→ To do
Write out each record below exactly, without pictures.

(Records shown)

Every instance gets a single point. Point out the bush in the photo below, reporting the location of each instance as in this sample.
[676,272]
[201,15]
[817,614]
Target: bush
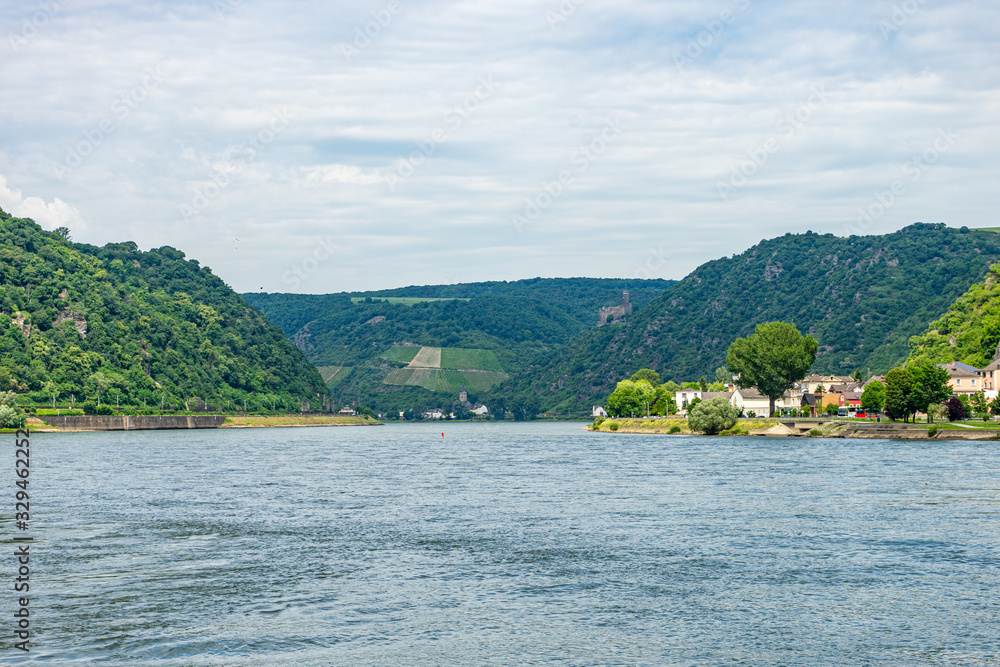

(End Records shown)

→ Answer box
Every instance gets a single point. Point out the bush in the photo below, reporting the location of each instance as in this sample.
[676,272]
[201,15]
[817,614]
Target: bush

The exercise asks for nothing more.